**Dataset entries:**
▽

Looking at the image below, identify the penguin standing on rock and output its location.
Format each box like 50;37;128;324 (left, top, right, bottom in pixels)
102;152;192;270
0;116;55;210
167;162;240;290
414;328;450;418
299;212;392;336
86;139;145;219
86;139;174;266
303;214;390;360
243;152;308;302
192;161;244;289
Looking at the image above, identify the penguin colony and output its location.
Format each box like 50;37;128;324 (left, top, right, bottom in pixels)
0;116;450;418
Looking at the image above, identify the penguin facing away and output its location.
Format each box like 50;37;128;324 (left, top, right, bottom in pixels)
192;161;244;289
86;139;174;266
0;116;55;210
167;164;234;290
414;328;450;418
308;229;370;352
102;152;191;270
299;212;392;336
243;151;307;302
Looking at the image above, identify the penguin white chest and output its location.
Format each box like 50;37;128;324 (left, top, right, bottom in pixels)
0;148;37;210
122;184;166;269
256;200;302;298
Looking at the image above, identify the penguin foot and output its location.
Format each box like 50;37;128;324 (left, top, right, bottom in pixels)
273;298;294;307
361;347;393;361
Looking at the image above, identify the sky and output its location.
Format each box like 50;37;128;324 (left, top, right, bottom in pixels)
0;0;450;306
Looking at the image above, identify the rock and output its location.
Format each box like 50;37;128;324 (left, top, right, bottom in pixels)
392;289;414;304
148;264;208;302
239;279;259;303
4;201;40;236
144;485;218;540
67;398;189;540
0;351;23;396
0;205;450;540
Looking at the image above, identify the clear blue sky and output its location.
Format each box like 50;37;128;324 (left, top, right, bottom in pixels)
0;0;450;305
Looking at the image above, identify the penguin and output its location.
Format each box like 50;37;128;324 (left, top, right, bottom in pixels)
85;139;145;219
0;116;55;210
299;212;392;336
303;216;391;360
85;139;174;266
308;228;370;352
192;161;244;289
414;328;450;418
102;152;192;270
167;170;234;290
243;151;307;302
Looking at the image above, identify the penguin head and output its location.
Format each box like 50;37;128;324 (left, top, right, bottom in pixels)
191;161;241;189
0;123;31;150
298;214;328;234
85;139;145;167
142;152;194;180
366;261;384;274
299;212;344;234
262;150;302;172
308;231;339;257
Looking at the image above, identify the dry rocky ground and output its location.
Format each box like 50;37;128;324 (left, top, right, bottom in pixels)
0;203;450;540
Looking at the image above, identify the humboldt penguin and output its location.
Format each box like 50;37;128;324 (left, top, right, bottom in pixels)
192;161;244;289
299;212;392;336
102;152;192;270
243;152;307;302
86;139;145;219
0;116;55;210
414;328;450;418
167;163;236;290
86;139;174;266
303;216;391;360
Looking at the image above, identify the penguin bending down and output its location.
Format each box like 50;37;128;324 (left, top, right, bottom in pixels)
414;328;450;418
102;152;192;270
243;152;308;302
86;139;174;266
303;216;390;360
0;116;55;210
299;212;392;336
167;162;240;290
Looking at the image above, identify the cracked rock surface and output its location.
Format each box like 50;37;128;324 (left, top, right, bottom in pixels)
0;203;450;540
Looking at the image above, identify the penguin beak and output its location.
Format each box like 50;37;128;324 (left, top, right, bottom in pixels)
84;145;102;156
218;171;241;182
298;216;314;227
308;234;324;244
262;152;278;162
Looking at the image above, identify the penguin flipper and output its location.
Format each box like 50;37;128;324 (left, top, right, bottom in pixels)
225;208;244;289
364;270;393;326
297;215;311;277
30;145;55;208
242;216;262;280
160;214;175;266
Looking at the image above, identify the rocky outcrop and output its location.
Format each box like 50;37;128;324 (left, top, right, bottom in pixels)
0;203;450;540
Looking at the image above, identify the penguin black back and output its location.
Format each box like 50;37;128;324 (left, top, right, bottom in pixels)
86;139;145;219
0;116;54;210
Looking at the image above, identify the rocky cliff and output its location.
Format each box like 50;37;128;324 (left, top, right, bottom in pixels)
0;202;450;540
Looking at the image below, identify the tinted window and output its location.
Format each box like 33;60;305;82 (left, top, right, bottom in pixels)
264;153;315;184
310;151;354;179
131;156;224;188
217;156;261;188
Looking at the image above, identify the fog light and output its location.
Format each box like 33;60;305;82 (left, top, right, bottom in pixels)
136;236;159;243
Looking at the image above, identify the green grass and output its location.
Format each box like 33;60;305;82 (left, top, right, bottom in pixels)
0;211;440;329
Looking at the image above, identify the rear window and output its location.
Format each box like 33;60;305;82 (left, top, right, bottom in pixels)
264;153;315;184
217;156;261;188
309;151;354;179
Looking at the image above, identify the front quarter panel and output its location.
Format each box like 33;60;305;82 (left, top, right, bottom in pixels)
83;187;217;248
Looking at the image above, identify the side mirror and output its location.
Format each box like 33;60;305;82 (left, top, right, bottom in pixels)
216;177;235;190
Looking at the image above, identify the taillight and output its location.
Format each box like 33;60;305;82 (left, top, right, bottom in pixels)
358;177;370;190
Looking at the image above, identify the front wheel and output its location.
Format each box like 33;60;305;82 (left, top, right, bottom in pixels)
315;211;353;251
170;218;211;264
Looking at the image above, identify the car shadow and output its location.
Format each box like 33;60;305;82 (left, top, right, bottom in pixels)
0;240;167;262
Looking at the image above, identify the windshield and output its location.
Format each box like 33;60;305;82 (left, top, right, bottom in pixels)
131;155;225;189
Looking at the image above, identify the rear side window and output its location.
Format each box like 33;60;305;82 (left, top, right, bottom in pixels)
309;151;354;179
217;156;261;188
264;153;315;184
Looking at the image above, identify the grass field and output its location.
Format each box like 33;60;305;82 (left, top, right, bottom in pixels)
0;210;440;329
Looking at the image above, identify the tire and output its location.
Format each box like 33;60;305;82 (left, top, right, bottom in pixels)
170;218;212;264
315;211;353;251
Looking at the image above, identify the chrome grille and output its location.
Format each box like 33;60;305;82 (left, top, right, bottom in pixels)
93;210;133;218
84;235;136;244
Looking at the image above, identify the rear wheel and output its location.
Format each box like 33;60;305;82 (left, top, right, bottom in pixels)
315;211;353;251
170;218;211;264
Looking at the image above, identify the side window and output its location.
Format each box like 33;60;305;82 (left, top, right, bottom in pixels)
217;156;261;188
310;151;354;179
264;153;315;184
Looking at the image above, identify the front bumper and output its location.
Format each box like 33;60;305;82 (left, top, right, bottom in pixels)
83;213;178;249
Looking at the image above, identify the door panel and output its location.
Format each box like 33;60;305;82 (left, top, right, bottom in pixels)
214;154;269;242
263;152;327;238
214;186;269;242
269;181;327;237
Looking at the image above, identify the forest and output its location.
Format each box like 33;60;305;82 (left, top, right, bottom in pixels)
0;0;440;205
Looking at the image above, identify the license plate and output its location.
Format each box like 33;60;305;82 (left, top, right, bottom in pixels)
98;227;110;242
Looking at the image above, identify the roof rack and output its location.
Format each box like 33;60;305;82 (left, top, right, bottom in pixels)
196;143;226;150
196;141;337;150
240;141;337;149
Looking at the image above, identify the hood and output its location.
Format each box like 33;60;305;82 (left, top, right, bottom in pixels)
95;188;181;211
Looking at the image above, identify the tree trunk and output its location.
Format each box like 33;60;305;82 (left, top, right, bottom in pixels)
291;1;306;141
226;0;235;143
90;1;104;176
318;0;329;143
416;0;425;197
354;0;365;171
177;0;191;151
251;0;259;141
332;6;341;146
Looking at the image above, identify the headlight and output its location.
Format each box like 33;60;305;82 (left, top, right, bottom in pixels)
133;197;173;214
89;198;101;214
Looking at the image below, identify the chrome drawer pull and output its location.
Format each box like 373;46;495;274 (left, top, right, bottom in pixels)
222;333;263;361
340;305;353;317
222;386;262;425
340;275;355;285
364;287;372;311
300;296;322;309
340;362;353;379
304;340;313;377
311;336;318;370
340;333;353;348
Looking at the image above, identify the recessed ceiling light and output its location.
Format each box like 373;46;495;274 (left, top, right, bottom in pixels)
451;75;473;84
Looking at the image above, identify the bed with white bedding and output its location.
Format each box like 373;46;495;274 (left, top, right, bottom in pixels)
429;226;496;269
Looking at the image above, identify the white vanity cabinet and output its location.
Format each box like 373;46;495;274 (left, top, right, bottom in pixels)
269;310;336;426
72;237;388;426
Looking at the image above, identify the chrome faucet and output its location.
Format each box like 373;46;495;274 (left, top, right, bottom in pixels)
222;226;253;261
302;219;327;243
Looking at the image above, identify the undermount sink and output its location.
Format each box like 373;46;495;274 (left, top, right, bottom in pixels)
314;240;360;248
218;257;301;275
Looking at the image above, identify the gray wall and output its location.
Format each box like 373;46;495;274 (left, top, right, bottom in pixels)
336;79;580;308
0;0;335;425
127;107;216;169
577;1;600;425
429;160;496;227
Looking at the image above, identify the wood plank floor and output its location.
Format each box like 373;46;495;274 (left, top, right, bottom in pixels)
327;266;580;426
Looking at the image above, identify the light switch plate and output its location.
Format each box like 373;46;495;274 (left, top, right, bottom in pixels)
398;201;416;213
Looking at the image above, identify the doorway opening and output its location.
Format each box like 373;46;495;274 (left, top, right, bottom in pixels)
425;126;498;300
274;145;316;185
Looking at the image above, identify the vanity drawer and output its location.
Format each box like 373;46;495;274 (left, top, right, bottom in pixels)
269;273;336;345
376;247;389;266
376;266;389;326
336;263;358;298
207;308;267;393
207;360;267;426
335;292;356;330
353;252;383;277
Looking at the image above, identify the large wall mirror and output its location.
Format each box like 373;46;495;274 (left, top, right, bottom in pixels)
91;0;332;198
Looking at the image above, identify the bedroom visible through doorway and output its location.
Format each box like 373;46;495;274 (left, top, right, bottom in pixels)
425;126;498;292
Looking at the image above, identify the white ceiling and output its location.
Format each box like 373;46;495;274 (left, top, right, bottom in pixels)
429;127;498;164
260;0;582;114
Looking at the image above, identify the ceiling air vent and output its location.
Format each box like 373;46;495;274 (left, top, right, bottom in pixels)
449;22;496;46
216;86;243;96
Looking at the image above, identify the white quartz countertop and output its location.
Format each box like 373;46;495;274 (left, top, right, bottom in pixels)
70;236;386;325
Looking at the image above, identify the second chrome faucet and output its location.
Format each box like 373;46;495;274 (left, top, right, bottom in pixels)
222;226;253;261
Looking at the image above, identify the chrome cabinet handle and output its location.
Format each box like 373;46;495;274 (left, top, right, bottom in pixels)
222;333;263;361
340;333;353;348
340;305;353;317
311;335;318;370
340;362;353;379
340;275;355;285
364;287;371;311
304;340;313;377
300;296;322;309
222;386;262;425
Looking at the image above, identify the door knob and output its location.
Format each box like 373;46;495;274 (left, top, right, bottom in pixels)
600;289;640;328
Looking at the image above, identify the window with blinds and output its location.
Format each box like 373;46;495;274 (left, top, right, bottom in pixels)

△

**Task requirements:**
Format the lines of the listing from the line containing "Looking at the image above, identify the undermount" up to and including the line containing "398;201;416;213" as a JSON list of strings, one string per line, with blank lines omitted.

**The solution:**
[
  "Looking at the image above, identify the undermount sink and output its location.",
  "Format each box like 373;46;495;274 (left, top, right, bottom in pixels)",
  "314;240;360;248",
  "218;257;301;275",
  "Looking at the image above, identify the gray wall and output its location.",
  "Format each box like 373;46;495;274 (left, top, right, bottom in pixels)",
  "336;79;580;308",
  "0;0;335;425",
  "127;107;216;169",
  "577;1;600;425",
  "429;160;496;227",
  "Looking at the image above, identify the wood plank floor and output its location.",
  "Format each box like 373;46;495;274 (left, top, right, bottom in pixels)",
  "327;266;580;426",
  "Looking at the image above, identify the light switch plate and output its location.",
  "Format each box like 373;46;495;274 (left, top, right, bottom in pixels)",
  "398;201;416;213"
]